Problem description:
Beginning with the line that contains "Locate the chair leg", extract each line through the end of the listing below, with no additions or omissions.

+++++

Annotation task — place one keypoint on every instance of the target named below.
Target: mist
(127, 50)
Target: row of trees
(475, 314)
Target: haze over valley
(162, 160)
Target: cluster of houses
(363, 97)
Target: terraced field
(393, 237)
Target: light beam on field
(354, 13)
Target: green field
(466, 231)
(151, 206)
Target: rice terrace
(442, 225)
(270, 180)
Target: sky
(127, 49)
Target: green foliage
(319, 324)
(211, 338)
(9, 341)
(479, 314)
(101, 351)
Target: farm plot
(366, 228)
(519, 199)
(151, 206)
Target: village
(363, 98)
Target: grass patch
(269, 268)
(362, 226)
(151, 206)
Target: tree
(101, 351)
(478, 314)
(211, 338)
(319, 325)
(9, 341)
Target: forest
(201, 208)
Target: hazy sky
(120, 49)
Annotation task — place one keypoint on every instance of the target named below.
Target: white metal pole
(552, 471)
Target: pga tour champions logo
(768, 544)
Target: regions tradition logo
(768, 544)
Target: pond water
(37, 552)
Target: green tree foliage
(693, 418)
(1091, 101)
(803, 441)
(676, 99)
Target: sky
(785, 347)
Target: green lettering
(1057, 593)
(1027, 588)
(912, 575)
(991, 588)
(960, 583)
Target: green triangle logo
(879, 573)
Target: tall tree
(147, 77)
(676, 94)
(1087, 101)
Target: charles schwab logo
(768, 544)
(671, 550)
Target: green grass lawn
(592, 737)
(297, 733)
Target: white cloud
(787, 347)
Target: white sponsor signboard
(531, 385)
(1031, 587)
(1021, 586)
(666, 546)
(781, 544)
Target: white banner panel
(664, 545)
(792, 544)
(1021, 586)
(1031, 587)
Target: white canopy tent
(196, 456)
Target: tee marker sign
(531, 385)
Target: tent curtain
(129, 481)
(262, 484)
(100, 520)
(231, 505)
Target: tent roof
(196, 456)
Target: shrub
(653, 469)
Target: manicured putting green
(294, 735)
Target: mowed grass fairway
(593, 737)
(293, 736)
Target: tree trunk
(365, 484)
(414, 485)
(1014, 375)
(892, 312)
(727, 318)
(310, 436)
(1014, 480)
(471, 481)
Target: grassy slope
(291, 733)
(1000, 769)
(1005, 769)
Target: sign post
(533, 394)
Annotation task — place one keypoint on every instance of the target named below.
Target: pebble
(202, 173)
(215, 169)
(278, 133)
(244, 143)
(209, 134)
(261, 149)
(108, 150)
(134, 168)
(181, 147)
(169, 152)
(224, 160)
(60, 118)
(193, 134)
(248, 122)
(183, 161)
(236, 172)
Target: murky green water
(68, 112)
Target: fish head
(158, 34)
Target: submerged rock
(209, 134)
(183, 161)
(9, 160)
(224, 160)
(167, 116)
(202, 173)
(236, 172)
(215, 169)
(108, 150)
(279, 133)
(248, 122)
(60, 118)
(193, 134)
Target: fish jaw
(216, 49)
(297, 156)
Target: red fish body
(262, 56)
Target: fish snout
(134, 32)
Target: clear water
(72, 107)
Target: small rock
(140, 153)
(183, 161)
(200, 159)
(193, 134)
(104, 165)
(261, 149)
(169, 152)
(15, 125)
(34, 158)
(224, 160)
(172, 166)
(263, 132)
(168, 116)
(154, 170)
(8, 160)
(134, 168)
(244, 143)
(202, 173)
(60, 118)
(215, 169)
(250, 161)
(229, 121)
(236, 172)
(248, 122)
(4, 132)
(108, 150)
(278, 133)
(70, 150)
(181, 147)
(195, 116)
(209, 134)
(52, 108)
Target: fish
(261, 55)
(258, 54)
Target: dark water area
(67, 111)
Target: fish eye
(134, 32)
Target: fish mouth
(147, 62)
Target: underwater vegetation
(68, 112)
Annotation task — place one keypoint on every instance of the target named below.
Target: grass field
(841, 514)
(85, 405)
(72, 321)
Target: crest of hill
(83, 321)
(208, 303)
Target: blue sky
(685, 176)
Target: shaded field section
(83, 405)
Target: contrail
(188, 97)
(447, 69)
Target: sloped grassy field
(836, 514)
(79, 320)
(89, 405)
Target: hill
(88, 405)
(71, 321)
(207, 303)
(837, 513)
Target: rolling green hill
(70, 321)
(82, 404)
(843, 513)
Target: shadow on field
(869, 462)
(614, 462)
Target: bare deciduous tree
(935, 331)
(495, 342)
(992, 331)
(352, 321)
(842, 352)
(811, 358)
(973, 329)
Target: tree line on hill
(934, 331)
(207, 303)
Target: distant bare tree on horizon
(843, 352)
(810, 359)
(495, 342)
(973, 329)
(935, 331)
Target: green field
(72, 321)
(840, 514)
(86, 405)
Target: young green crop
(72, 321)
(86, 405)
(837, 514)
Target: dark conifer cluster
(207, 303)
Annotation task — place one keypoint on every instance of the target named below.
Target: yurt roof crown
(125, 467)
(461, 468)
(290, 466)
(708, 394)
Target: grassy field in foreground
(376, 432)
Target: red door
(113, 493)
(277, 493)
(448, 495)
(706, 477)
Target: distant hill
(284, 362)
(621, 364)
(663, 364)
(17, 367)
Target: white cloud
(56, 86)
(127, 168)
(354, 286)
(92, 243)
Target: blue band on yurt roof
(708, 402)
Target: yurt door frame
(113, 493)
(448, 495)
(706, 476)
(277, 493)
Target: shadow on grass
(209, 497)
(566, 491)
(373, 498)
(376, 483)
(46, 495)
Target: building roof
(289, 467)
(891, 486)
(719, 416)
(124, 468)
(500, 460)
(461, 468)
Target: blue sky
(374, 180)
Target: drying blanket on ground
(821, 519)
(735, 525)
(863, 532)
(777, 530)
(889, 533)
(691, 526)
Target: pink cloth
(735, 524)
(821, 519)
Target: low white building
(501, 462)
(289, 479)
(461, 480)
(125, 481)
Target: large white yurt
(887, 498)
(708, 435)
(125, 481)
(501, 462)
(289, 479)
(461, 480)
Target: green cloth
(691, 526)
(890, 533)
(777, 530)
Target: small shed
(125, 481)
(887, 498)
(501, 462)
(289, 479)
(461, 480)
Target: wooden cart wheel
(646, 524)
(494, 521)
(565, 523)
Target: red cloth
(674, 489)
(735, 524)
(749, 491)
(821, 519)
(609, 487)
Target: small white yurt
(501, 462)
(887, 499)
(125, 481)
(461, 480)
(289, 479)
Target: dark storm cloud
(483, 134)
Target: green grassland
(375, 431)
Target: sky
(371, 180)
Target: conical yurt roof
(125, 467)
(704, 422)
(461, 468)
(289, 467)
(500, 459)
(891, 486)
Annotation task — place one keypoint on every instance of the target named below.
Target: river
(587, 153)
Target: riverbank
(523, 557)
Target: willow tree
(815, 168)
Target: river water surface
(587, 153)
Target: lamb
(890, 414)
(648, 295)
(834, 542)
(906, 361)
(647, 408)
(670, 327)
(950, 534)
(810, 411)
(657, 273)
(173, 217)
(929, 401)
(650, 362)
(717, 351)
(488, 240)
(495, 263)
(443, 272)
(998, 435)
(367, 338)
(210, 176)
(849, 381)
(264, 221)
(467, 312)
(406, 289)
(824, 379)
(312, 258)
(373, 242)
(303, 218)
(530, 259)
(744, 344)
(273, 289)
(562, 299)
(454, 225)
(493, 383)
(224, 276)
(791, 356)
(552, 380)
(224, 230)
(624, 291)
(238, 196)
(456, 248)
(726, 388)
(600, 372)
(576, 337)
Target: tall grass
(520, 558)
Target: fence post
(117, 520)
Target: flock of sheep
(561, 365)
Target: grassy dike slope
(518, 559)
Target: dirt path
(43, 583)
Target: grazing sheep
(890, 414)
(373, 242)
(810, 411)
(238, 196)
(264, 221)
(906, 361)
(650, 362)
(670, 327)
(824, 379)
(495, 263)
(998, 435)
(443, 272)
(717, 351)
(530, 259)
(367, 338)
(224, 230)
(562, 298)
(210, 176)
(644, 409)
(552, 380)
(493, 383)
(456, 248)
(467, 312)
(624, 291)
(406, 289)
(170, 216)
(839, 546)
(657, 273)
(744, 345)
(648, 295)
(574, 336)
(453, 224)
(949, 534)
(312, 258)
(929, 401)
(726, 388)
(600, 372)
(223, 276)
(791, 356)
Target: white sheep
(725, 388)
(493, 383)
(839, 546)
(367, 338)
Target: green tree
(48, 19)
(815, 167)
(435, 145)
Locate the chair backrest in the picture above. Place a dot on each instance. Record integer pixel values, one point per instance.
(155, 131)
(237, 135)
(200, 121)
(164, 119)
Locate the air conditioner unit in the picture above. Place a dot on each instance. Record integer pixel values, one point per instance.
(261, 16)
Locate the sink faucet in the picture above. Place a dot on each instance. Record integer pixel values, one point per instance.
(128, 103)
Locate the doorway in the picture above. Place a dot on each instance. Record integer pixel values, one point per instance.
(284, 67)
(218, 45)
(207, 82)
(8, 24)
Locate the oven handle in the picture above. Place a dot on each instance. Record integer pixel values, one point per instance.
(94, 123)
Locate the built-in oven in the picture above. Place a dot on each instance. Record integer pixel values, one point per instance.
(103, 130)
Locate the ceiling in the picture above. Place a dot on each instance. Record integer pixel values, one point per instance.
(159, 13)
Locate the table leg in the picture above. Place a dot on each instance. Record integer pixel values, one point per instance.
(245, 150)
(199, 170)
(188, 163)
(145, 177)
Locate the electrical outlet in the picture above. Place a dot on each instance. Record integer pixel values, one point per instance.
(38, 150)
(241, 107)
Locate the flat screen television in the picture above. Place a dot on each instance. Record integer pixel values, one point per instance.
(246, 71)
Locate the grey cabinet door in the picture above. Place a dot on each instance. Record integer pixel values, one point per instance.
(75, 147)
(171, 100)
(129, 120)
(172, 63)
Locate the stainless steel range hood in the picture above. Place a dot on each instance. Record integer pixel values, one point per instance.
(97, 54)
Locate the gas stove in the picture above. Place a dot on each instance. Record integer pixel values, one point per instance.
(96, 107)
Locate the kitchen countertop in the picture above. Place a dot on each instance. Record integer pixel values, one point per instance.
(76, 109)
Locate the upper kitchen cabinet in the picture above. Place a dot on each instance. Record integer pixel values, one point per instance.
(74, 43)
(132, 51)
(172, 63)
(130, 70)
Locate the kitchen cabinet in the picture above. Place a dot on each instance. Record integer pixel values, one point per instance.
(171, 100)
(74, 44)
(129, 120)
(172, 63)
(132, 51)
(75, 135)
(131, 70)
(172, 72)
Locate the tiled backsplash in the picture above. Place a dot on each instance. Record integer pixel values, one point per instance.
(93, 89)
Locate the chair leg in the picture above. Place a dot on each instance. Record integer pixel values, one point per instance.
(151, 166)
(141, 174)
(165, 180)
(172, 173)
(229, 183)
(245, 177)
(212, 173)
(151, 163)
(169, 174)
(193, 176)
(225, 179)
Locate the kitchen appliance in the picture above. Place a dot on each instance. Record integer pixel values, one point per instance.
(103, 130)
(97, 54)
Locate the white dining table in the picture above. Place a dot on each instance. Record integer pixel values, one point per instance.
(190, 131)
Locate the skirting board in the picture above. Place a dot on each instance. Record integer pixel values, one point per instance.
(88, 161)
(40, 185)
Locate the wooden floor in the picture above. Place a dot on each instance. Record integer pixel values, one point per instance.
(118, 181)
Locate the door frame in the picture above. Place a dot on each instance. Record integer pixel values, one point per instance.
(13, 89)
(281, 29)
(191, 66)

+++++

Exercise response:
Locate the chair leg in the picture above. Place a dot on each instance. Record integer pixel values, one point per instance.
(151, 166)
(141, 174)
(165, 180)
(172, 173)
(229, 183)
(245, 177)
(212, 173)
(151, 163)
(169, 174)
(193, 176)
(225, 179)
Locate the kitchen appliance in the picture above. Place a dot on each instance. Record integer pixel values, one point per instance.
(103, 130)
(97, 54)
Locate the white dining table in the picture above. Place a dot on each instance. Record integer pixel values, one point per instance.
(190, 131)
Locate the skirting board in the picture above. Place a dot on each instance. Record integer pixel values, one point per instance.
(88, 161)
(40, 185)
Locate the wooden floor in the picture above. Place a dot on each instance. Record integer pixel values, one point per instance.
(118, 181)
Locate the door frame in the picture above. Place a dot on each instance. Record integer pixel values, one point per instance.
(13, 89)
(281, 29)
(191, 66)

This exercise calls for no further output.